▸ To do
What is needed is every line of the data that includes the word "below". Please copy each one.

[Region pointing data]
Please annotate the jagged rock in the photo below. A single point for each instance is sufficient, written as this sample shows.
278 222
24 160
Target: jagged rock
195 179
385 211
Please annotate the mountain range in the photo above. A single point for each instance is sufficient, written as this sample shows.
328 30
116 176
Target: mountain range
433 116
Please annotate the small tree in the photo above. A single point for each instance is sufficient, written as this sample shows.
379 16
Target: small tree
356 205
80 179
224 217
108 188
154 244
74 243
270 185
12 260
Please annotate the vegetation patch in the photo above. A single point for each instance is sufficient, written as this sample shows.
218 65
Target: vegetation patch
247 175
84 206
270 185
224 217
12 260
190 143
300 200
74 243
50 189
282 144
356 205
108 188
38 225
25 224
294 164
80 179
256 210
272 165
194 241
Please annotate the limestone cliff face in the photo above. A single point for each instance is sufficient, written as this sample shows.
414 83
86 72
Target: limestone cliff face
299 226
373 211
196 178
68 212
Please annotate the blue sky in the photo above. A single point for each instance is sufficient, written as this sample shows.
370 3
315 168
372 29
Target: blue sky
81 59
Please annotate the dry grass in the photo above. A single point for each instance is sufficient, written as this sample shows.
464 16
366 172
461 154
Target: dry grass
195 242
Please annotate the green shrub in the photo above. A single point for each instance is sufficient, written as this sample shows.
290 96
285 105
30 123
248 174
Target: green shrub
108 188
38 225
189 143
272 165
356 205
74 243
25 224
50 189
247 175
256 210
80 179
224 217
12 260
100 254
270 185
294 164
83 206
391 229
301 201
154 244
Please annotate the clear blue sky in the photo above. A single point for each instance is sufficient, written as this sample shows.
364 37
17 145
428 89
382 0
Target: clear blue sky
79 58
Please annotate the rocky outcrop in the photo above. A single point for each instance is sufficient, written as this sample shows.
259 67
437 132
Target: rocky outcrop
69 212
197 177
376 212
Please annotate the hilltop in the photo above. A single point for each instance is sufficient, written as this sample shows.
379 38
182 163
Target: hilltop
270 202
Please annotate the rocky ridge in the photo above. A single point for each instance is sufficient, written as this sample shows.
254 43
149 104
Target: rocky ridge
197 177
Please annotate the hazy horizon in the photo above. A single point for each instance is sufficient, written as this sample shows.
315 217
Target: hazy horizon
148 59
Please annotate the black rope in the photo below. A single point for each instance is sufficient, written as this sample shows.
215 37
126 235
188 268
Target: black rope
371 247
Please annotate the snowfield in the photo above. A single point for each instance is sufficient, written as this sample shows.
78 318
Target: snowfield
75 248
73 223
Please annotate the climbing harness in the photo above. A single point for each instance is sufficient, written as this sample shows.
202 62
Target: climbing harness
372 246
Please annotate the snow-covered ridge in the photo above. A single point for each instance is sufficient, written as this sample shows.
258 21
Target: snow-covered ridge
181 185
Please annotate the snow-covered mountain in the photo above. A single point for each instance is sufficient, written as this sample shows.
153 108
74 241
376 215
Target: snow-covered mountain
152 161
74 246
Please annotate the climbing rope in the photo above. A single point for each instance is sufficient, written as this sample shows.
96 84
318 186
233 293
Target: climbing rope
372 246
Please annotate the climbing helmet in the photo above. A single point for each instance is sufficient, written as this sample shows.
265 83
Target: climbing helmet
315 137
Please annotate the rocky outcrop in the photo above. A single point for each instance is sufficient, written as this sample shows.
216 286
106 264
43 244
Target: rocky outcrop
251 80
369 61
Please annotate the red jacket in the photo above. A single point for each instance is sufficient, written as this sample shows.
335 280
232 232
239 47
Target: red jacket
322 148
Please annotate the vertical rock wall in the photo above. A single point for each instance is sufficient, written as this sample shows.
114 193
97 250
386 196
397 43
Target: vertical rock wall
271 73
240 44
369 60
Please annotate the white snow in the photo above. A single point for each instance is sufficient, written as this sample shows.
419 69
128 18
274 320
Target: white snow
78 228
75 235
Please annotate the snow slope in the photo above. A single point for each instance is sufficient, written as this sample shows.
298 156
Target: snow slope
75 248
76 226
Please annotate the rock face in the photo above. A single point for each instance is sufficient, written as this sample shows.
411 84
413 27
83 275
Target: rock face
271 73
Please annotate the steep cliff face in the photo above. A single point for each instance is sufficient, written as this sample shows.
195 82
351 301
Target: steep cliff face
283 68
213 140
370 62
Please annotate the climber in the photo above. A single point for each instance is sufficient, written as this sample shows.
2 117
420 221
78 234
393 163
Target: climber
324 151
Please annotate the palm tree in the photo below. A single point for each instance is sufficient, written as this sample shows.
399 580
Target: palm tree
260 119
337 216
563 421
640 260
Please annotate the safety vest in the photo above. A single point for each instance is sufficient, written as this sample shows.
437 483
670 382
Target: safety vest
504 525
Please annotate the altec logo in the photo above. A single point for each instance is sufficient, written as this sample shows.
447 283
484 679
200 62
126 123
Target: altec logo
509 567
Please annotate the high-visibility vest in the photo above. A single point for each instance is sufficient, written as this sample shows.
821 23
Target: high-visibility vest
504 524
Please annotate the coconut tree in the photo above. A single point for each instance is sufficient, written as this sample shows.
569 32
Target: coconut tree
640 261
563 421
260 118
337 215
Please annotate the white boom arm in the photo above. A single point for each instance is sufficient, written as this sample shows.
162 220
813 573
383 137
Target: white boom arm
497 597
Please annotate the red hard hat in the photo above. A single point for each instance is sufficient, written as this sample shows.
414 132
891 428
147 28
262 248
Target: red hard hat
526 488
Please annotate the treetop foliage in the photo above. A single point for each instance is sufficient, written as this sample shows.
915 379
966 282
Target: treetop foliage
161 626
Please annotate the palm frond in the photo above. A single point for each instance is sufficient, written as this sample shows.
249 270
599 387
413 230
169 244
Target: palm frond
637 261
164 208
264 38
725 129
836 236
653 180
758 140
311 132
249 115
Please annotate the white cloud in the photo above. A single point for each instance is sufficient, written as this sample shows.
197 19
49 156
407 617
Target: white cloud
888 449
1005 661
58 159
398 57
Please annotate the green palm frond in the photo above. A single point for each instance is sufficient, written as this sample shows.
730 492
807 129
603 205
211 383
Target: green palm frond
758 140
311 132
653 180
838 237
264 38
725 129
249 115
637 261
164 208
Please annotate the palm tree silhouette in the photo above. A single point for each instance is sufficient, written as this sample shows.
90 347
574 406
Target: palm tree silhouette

▸ Response
Please annotate the jagged rock in the photo below. A single point for each instance is sufficient, written as this sample shows.
Please annotate the black rope in the photo below. A single point for each instance is sufficient, written as this sample shows.
Please annotate the palm tree in the photo below. A single point for each instance is sufficient, written as this sample shows.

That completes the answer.